**Exercise task**
Print every one of the records below word for word, with no changes.

**Task inputs**
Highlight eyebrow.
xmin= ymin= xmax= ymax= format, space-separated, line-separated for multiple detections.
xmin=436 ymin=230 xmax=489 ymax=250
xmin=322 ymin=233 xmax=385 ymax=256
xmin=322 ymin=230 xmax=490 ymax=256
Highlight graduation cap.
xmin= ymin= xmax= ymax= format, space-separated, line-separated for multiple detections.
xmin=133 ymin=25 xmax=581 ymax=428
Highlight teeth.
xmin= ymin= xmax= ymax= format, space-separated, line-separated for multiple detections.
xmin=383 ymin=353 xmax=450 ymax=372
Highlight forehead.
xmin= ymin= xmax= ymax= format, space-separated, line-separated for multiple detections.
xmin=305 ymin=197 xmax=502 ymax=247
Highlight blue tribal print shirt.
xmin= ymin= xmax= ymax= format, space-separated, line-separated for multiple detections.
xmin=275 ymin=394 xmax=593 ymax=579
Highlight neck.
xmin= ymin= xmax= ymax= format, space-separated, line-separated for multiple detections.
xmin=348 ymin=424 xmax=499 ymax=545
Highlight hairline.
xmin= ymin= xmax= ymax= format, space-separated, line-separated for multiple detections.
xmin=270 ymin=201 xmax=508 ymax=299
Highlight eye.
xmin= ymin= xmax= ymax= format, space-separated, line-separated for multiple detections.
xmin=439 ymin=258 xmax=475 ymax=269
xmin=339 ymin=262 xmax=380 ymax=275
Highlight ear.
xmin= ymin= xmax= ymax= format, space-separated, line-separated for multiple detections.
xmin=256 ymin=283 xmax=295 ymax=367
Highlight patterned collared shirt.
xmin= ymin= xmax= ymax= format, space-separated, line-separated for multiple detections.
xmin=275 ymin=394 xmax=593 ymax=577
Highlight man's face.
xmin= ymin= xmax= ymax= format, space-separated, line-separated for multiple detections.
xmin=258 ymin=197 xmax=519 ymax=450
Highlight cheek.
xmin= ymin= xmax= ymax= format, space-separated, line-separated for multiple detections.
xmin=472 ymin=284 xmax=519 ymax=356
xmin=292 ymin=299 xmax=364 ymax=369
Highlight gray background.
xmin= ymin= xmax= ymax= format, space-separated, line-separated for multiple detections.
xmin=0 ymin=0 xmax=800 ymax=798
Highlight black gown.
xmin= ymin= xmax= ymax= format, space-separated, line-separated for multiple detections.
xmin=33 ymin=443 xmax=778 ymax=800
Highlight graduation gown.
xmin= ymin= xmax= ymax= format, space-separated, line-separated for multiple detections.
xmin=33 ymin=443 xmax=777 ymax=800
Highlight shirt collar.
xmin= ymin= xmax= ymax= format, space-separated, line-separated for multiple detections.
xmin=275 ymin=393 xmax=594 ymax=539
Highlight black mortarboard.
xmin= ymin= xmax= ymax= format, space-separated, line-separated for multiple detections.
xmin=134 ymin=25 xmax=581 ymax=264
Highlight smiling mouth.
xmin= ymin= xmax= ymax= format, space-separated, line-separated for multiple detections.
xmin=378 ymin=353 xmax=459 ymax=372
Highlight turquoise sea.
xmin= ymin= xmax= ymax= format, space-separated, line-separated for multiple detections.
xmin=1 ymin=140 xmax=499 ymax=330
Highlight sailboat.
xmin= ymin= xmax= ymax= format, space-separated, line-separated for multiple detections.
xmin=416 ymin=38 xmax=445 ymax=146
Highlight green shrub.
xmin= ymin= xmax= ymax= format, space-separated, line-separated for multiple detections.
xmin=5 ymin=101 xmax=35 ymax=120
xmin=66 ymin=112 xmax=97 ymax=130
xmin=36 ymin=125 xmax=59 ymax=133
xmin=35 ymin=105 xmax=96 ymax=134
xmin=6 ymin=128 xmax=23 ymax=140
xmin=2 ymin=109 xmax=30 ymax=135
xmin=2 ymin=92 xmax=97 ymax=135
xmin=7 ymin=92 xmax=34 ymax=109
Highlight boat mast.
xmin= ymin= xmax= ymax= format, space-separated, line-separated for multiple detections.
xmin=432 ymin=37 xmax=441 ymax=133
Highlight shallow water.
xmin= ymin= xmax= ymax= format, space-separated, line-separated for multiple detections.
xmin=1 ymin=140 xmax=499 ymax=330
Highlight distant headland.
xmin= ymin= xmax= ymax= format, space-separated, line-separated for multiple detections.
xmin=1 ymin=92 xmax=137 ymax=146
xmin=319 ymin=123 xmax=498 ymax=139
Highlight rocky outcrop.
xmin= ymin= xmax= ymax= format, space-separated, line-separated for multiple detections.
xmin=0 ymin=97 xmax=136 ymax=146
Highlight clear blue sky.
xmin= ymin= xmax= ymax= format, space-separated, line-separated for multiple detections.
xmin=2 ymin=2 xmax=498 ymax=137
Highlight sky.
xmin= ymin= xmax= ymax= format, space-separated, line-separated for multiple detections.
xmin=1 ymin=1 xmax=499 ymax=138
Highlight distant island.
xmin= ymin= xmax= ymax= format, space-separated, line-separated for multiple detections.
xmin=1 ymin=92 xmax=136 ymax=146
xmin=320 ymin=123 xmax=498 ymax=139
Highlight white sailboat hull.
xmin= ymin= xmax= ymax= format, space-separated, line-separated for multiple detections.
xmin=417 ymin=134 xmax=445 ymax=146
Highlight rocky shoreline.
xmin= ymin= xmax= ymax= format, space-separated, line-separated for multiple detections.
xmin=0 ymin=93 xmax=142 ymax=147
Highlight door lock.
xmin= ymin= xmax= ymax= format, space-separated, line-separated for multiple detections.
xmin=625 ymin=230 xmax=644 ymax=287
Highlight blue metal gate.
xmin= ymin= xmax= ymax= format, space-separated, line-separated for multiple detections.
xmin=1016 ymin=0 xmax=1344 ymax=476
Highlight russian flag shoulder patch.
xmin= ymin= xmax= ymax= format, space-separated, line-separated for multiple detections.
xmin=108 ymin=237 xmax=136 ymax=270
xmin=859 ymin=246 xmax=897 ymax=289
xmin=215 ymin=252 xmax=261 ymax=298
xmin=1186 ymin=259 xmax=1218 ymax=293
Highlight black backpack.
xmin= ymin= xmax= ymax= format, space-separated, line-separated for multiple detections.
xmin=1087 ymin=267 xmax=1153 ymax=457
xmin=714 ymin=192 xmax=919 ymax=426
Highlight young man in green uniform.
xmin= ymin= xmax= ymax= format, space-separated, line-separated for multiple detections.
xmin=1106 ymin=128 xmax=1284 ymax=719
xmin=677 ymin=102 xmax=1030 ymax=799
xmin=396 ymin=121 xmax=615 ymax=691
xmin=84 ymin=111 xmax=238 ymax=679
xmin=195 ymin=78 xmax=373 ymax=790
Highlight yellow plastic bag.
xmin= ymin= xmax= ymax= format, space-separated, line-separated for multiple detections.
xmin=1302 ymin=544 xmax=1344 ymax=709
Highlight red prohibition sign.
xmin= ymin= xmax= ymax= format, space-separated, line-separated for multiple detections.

**Solution to the exercise**
Highlight eyebrow.
xmin= ymin= xmax= ymax= format, space-separated, line-separated for multiple detections.
xmin=436 ymin=230 xmax=489 ymax=250
xmin=322 ymin=233 xmax=385 ymax=256
xmin=322 ymin=230 xmax=490 ymax=256
Highlight graduation cap.
xmin= ymin= xmax= ymax= format, space-separated, line-separated for multiple detections.
xmin=133 ymin=25 xmax=581 ymax=428
Highlight teeth.
xmin= ymin= xmax= ymax= format, space-separated, line-separated for multiple detections.
xmin=383 ymin=353 xmax=450 ymax=372
Highlight forehead.
xmin= ymin= xmax= ymax= format, space-separated, line-separated for multiple detections.
xmin=305 ymin=197 xmax=502 ymax=247
Highlight blue tribal print shirt.
xmin= ymin= xmax= ymax= format, space-separated, line-separated for multiple detections.
xmin=275 ymin=394 xmax=593 ymax=579
Highlight neck.
xmin= ymin= xmax= ymax= format, space-separated, line-separated for multiple detections.
xmin=348 ymin=424 xmax=499 ymax=545
Highlight hairline.
xmin= ymin= xmax= ymax= format, space-separated, line-separated for multiple detections.
xmin=270 ymin=201 xmax=508 ymax=299
Highlight eye.
xmin= ymin= xmax= ymax= format, space-separated, line-separated for multiple detections.
xmin=439 ymin=258 xmax=475 ymax=269
xmin=339 ymin=262 xmax=380 ymax=275
Highlight ear.
xmin= ymin= xmax= ymax= format, space-separated, line-separated for multiple detections.
xmin=256 ymin=283 xmax=295 ymax=367
Highlight patterned collared shirt.
xmin= ymin= xmax= ymax= format, space-separated, line-separated for multiple detections.
xmin=275 ymin=394 xmax=593 ymax=577
Highlight man's face.
xmin= ymin= xmax= ymax= format, space-separated, line-separated for multiple detections.
xmin=258 ymin=197 xmax=519 ymax=450
Highlight cheek.
xmin= ymin= xmax= ymax= format, space-separated, line-separated for multiple detections.
xmin=472 ymin=284 xmax=519 ymax=356
xmin=292 ymin=299 xmax=364 ymax=369
Highlight gray background.
xmin= ymin= xmax= ymax= format, space-separated, line-separated for multiple detections.
xmin=0 ymin=0 xmax=800 ymax=798
Highlight black gown.
xmin= ymin= xmax= ymax= format, space-separated, line-separated for multiple detections.
xmin=33 ymin=443 xmax=778 ymax=800
Highlight graduation gown.
xmin= ymin= xmax= ymax= format, space-separated, line-separated for multiple detections.
xmin=33 ymin=443 xmax=777 ymax=800
Highlight shirt collar.
xmin= ymin= xmax= ymax= format, space-separated, line-separated for multiple detections.
xmin=275 ymin=393 xmax=594 ymax=539
Highlight black mortarboard.
xmin= ymin= xmax= ymax= format, space-separated, line-separated for multiple detections.
xmin=134 ymin=25 xmax=581 ymax=264
Highlight smiling mouth.
xmin= ymin= xmax= ymax= format, space-separated, line-separated for multiple detections.
xmin=378 ymin=353 xmax=459 ymax=372
Highlight turquoise sea.
xmin= ymin= xmax= ymax= format, space-separated, line-separated for multiple detections.
xmin=1 ymin=140 xmax=499 ymax=330
Highlight sailboat.
xmin= ymin= xmax= ymax= format, space-separated, line-separated for multiple detections.
xmin=416 ymin=38 xmax=445 ymax=146
Highlight green shrub.
xmin= ymin= xmax= ymax= format, space-separated, line-separated for multiple detections.
xmin=5 ymin=101 xmax=35 ymax=120
xmin=66 ymin=112 xmax=97 ymax=130
xmin=36 ymin=125 xmax=59 ymax=133
xmin=35 ymin=105 xmax=96 ymax=134
xmin=6 ymin=128 xmax=23 ymax=140
xmin=2 ymin=109 xmax=30 ymax=135
xmin=2 ymin=92 xmax=97 ymax=135
xmin=7 ymin=92 xmax=34 ymax=109
Highlight boat mast.
xmin= ymin= xmax= ymax= format, space-separated, line-separated for multiple detections.
xmin=432 ymin=37 xmax=441 ymax=133
Highlight shallow water.
xmin= ymin= xmax= ymax= format, space-separated, line-separated for multiple detections.
xmin=1 ymin=140 xmax=499 ymax=330
Highlight distant headland.
xmin= ymin= xmax= ymax= format, space-separated, line-separated for multiple detections.
xmin=1 ymin=92 xmax=137 ymax=146
xmin=319 ymin=123 xmax=498 ymax=139
Highlight rocky outcrop.
xmin= ymin= xmax= ymax= format, space-separated, line-separated for multiple detections.
xmin=0 ymin=97 xmax=136 ymax=146
Highlight clear blue sky.
xmin= ymin= xmax= ymax= format, space-separated, line-separated for multiple detections.
xmin=2 ymin=2 xmax=498 ymax=137
Highlight sky.
xmin= ymin= xmax= ymax= format, space-separated, line-separated for multiple detections.
xmin=1 ymin=1 xmax=499 ymax=138
Highlight distant island.
xmin= ymin= xmax= ymax= format, space-separated, line-separated for multiple detections.
xmin=1 ymin=92 xmax=136 ymax=146
xmin=320 ymin=123 xmax=498 ymax=139
Highlight white sailboat hull.
xmin= ymin= xmax= ymax= format, space-separated, line-separated for multiple detections.
xmin=417 ymin=134 xmax=445 ymax=146
Highlight rocky shoreline.
xmin= ymin= xmax= ymax= format, space-separated, line-separated for multiple detections.
xmin=0 ymin=93 xmax=142 ymax=147
Highlight door lock.
xmin= ymin= xmax= ymax= format, space-separated, line-separated for multiple detections.
xmin=625 ymin=230 xmax=644 ymax=287
Highlight blue metal gate.
xmin= ymin= xmax= ymax= format, space-separated, line-separated for multiple detections.
xmin=1016 ymin=0 xmax=1344 ymax=476
Highlight russian flag shoulder patch.
xmin= ymin= xmax= ymax= format, space-separated, line-separated for multiple detections.
xmin=108 ymin=237 xmax=136 ymax=270
xmin=859 ymin=246 xmax=897 ymax=289
xmin=215 ymin=252 xmax=261 ymax=298
xmin=1186 ymin=259 xmax=1218 ymax=293
Highlight black backpack.
xmin= ymin= xmax= ymax= format, space-separated, line-separated for multiple detections.
xmin=1087 ymin=267 xmax=1153 ymax=457
xmin=714 ymin=192 xmax=919 ymax=426
Highlight young man in green uniform.
xmin= ymin= xmax= ymax= format, space-separated, line-separated for multiple detections.
xmin=1106 ymin=128 xmax=1284 ymax=719
xmin=677 ymin=102 xmax=1030 ymax=799
xmin=396 ymin=121 xmax=615 ymax=691
xmin=84 ymin=111 xmax=238 ymax=679
xmin=195 ymin=78 xmax=373 ymax=790
Highlight yellow plastic bag.
xmin= ymin= xmax= ymax= format, space-separated, line-separated for multiple detections.
xmin=1302 ymin=544 xmax=1344 ymax=709
Highlight red prohibition sign.
xmin= ymin= xmax= ymax= format, space-separated, line-separated for multiple detections.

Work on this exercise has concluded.